• What is expected
Quote verbatim everything in the records below from the line containing "The service SHOULD place a point on the outdoor" down to the line containing "Query: outdoor light fixture", including both of those lines.

-- start Data rows --

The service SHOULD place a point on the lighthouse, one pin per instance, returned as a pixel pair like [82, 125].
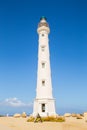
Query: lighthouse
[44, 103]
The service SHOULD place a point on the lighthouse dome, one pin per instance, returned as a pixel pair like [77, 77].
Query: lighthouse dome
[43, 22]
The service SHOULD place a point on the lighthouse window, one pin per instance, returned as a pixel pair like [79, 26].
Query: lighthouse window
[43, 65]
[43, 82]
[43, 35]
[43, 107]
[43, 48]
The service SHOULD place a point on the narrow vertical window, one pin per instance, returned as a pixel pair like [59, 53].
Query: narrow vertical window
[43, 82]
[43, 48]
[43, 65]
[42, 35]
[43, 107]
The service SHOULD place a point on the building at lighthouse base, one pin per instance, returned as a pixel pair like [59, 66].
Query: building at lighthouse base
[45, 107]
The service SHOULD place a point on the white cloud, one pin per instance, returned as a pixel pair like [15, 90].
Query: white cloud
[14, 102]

-- end Data rows --
-- start Data rows --

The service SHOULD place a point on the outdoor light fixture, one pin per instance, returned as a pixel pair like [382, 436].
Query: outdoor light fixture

-- end Data rows --
-- start Data rows --

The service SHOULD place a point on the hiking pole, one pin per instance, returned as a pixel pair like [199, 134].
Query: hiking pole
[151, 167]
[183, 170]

-- end Data rows --

• In response
The service SHOULD place a point on the outdoor light fixture, one pin per instance, returned as a pixel pair like [382, 436].
Query: outdoor light fixture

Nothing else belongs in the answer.